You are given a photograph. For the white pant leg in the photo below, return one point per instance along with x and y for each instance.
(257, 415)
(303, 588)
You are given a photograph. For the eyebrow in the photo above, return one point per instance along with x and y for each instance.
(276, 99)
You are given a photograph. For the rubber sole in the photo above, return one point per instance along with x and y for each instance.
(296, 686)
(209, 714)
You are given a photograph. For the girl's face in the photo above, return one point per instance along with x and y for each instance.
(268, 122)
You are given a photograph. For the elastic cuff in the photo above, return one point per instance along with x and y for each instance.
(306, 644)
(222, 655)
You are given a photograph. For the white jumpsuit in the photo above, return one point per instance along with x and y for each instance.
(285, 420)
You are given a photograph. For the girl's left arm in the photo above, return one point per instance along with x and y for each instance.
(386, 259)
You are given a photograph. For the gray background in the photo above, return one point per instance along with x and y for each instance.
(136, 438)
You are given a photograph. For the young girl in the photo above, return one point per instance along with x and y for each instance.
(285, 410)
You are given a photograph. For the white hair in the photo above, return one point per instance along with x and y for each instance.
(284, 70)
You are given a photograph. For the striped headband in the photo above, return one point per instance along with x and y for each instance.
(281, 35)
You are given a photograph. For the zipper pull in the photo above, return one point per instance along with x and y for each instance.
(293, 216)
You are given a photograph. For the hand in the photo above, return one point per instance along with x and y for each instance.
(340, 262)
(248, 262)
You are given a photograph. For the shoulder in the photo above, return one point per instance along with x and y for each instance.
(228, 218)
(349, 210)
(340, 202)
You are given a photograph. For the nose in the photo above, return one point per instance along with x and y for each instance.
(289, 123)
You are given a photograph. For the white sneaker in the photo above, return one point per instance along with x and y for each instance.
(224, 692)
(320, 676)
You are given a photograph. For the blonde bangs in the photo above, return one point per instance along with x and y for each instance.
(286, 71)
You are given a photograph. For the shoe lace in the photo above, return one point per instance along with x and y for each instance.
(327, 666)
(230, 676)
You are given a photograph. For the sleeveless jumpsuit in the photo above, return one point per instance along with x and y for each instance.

▶ **WHAT IS REQUIRED**
Type the whole listing again, unaltered.

▶ **EXERCISE RESULT**
You are given a photograph. For the white pant leg in the photo below, return one point per instance along with x and y for each instance.
(257, 415)
(303, 588)
You are given a photograph. For the eyebrow in the photo above, return one point per instance along with x and y for each instance.
(276, 99)
You are given a photograph. For the rubber sole in the photo above, return one point per instance along with x and y for each instance.
(296, 686)
(209, 714)
You are given a photograph. For the girl's face in the photo above, return one point per instance along with x and y for each instance.
(268, 122)
You are given a photograph. For the elastic cuff in the photo above, return one point per instance along with x and y for each instance.
(306, 644)
(222, 655)
You are given a photograph. For the white jumpsuit in the photo above, return one point per instance along with x and y for each instance.
(285, 420)
You are given a photograph. For the girl's left arm in the photo above, return one point per instance along with x and y for each instance.
(386, 259)
You are given a photograph. For the gray background in the photo above, return one point per instance along with x and y for each instance.
(136, 438)
You are given a photograph. For the young girl in the photo above, return one point per instance along with x and y for each instance.
(285, 410)
You are given a photograph. For the white hair in the photo above, return one point per instance along with x and y for each instance.
(284, 70)
You are given a photograph. For the striped headband in the photo above, return one point per instance along with x and y for each instance.
(281, 35)
You are given a photograph. For the zipper pull in the photo above, return one point per instance along with x and y for each instance.
(293, 216)
You are given a photograph. For the hand in the photo above, return one point per instance along with x and y for each instance.
(340, 262)
(248, 262)
You are given a photograph. For the shoulder in the photo above, return one point per instance along with x and y for each instance.
(228, 218)
(349, 210)
(340, 202)
You are given a photograph. For the nose in the photo above, return one point per instance along with x and y for each instance.
(289, 123)
You are given a photograph. For the white sneaker in the photo above, return one point per instance along with x and y for each instance.
(224, 692)
(320, 676)
You are given a photograph. For the blonde bangs in the photo above, return one point per instance along with x and y for each instance.
(286, 71)
You are given a photograph. For the shoe lace in the photo above, return one point per instance along with x and y for each instance.
(327, 666)
(230, 676)
You are given a photograph. For the sleeveless jumpsuit in the photo above, return one point per instance along with x and y for each instance.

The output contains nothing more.